▸ **TEXT SECTION**

The present disclosure will now be presented in more detail with reference to embodiments and to the drawings.

BRIEF DESCRIPTION OF THE FIGURES

FIG. 1 shows a first embodiment of the present disclosure with a moved out piston rod.

FIG. 2 shows the first embodiment shown in FIG. 1 with a moved in piston rod.

FIG. 3 shows a second embodiment of the present disclosure.

DETAILED DESCRIPTION

Embodiments of a working apparatus in accordance with the present disclosure will now be described with reference to FIGS. 1-3, which are drawn approximately to scale, although other relative dimensions may be used, if desired. The working apparatus in this respect has at least one element movable via at least one hydraulic working cylinder, with at least one energy recovery cylinder being provided for recovering energy from the movement of the movable element. The energy recovery cylinder in this respect has a base side filled with gas and thus itself serves as an energy store for the energy recovery from the movement of the movable element. On a movement of the piston rod of the energy recovery cylinder, the pressurized gas stored at the base side is compressed in this process. The energy hereby stored is then available again on an upward movement of the piston rod to support the hydraulic working cylinder.

▸ **EXTRACTED ENTRIES**
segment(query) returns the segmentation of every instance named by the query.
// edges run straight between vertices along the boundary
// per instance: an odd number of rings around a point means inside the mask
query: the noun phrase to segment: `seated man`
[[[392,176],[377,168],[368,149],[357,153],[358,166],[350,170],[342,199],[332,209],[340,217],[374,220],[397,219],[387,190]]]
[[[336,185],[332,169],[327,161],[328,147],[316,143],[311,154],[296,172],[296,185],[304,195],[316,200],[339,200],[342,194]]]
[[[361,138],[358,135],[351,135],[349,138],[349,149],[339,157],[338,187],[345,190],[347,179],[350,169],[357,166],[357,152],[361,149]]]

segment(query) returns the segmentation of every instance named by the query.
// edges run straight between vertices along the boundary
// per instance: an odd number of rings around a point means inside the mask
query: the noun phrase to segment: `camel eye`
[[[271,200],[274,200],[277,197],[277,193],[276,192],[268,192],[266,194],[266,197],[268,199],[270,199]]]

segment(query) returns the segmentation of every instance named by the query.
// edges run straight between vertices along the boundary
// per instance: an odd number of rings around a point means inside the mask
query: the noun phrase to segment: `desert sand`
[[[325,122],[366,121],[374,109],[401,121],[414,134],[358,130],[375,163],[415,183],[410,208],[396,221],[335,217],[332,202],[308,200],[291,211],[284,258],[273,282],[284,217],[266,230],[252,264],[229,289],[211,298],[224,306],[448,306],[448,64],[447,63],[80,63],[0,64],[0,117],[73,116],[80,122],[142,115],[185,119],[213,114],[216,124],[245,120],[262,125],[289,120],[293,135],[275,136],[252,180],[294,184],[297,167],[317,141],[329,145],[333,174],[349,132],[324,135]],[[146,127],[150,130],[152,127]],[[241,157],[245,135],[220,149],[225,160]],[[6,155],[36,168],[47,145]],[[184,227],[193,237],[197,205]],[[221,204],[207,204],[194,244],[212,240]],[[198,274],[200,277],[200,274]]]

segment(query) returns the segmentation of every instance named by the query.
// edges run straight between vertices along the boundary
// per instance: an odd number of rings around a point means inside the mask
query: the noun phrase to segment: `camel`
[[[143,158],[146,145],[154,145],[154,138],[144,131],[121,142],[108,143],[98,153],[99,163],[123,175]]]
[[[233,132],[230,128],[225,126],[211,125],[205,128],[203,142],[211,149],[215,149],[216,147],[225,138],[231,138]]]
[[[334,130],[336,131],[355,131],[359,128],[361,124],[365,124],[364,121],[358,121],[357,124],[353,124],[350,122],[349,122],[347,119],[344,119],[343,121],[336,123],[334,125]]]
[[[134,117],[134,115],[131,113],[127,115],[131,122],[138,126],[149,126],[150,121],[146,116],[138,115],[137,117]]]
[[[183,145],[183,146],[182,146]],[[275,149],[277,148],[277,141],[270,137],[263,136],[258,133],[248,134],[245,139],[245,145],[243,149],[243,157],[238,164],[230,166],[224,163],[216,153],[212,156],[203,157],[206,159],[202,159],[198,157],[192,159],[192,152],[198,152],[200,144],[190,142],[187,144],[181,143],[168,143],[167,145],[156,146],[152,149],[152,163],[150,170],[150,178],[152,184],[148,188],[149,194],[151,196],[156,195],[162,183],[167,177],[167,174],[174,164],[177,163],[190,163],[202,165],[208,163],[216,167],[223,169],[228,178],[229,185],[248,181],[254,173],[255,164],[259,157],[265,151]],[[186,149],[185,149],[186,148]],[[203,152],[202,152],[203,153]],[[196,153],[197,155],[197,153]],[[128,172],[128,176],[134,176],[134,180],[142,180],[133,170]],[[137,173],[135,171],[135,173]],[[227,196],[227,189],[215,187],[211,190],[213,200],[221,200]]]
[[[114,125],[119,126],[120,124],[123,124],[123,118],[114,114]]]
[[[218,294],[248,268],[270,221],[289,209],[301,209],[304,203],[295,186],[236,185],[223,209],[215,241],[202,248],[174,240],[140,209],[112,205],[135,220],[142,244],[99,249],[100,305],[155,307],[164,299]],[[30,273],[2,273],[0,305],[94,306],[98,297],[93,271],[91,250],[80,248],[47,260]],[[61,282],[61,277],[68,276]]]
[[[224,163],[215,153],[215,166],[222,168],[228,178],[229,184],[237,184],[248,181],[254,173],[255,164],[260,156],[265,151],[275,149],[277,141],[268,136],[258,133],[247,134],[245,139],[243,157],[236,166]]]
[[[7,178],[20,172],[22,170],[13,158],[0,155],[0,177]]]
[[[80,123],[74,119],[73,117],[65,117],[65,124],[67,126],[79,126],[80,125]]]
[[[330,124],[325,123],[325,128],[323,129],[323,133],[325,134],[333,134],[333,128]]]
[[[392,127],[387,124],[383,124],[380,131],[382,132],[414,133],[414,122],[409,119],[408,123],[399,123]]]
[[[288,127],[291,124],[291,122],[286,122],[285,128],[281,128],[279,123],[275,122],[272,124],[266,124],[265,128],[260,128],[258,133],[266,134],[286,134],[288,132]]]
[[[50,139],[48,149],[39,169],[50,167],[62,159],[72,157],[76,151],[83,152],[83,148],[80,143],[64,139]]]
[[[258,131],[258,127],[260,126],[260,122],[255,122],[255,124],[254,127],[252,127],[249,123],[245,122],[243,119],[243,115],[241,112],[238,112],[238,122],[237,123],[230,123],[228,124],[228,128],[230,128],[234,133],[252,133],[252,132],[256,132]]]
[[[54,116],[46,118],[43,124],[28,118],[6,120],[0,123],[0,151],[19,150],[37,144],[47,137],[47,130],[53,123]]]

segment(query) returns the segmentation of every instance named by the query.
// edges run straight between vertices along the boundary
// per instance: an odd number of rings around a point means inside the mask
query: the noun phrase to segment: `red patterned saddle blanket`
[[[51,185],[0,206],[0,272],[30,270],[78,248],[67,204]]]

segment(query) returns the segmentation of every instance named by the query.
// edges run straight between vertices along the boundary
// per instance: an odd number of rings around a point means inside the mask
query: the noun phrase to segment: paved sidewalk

▸ **TASKS**
**1.** Answer these questions about the energy recovery cylinder passage:
(a) What does FIG. 2 show?
(b) What is the base side of the energy recovery cylinder filled with?
(c) On what movement is the stored energy available again to support the hydraulic working cylinder?
**2.** Supply a continuation of the energy recovery cylinder passage, beginning after its final sentence.

▸ **ANSWERS**
**1.**
(a) The first embodiment shown in FIG. 1 with a moved in piston rod.
(b) Gas.
(c) On an upward movement of the piston rod.

**2.**
If an energy recovery cylinder in accordance with the present disclosure is in a loaded state, it stores large amounts of internal energy. If a defect occurs for any reason at the bearing points or at other bearing parts of the energy recovery cylinder or at the equipment in this state, the stored energy could be released in an uncontrolled manner without further security. The present disclosure now prevents this stored energy from moving out the piston rod of the energy recovery cylinder at an uncontrolled speed and causing damage to the energy recovery cylinder, to the working apparatus or to the environment.
The two embodiments of the present disclosure shown in FIGS. 1 to 3 are in this respect based on an energy recovery cylinder having a piston rod 1 which is arranged movably in a cylinder jacket 2. The base side 4 of the cylinder jacket is in this respect filled with gas. Furthermore, the piston rod 1 is made hollow and open toward the base side so that the interior 5 of the piston rod 1 is likewise filled with gas.
The recovery cylinder in accordance with the present disclosure is in this respect a two-sided cylinder so that an annular space 6 is furthermore arranged between the piston rod 1 and the cylinder jacket 2. In this respect, a stuffing box 3 is provided which seals the piston rod 1 toward the cylinder jacket 2 and a piston seal 7 is provided which seals the annular space 6 toward the base side 4.
In the first embodiment of the present disclosure shown in FIGS. 1 and 2, the annular space 6 is filled with a non-compressible medium, for example hydraulic oil. In this respect, the annular space 6 is in communication with an external container 9 via a flow restriction element 8. If the pressurized energy recovery cylinder can expand in an uncontrolled manner, e.g. due to a defect in the bearing points, the medium located in the annular space 6 has to flow through the flow restriction element into the external container 9. It is hereby no longer possible for the cylinder to expand in an uncontrolled manner.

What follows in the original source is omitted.